## Begin
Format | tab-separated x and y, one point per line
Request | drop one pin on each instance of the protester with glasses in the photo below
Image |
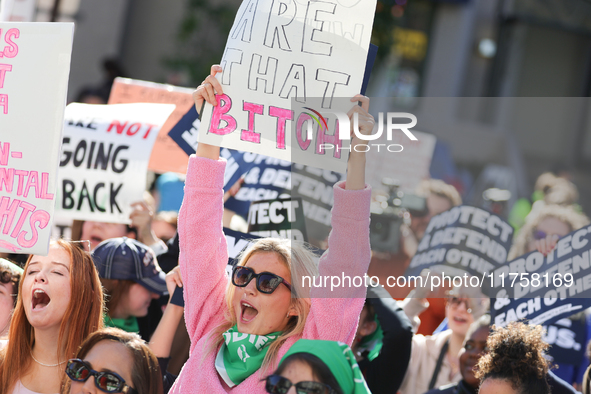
113	361
317	367
10	275
60	302
543	227
238	332
434	359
## End
| Instructions for the task |
Write every record out again exactly; no pictures belong in the copy.

| Reply |
Format | tab-separated x and y, one point per line
Request | drop one pin on each instance of the protester with glasses in the photo below
Image |
113	361
317	367
10	275
60	302
543	227
238	332
434	359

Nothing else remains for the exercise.